_EXERCISE INSTRUCTIONS_: Report every line of the items below that contains the word "would", copying each such line in full.

Rows from a segmentation dataset:
** START **
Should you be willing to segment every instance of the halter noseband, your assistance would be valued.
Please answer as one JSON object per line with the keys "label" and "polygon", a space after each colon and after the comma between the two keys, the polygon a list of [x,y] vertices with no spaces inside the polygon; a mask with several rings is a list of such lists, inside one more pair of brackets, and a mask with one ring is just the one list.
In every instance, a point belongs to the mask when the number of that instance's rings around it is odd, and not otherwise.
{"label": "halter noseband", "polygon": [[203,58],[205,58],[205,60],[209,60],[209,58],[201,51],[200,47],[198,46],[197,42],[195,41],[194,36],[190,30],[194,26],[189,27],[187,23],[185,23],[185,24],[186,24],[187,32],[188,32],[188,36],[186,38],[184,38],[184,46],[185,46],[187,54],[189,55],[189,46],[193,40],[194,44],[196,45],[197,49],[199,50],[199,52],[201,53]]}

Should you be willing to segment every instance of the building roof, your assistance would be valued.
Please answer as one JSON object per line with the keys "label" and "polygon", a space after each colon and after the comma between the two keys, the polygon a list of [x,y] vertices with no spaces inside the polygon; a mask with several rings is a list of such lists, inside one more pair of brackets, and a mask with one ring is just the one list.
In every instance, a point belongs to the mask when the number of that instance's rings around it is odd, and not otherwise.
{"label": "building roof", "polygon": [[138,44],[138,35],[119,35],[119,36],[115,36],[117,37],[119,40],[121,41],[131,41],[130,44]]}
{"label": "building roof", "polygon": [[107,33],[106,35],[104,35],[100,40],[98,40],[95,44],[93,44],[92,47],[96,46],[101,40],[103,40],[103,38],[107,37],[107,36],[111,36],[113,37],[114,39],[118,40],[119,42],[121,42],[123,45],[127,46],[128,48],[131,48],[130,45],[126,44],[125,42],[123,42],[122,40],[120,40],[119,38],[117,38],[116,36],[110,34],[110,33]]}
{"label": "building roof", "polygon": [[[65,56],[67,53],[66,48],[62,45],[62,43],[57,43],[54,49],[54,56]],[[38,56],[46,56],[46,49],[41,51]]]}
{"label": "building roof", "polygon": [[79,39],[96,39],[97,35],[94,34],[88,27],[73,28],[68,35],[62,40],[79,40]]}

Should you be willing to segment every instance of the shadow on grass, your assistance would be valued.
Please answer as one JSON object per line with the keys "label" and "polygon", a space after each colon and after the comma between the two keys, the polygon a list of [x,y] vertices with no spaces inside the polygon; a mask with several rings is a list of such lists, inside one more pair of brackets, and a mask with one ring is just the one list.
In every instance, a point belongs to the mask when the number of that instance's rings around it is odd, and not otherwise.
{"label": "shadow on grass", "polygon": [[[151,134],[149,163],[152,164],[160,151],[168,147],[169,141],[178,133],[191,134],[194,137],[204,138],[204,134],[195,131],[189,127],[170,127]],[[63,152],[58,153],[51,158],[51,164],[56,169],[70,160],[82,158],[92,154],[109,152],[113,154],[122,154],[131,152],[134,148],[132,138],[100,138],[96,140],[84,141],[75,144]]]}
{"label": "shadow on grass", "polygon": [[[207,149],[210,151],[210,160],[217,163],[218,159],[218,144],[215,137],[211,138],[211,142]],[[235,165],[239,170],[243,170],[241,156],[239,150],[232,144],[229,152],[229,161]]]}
** END **
_THE ANSWER_:
Should you be willing to segment every instance of the halter noseband, your assistance would be valued.
Should you be willing to segment every instance of the building roof, your assistance would be valued.
Should you be willing to segment every instance of the shadow on grass, your assistance would be valued.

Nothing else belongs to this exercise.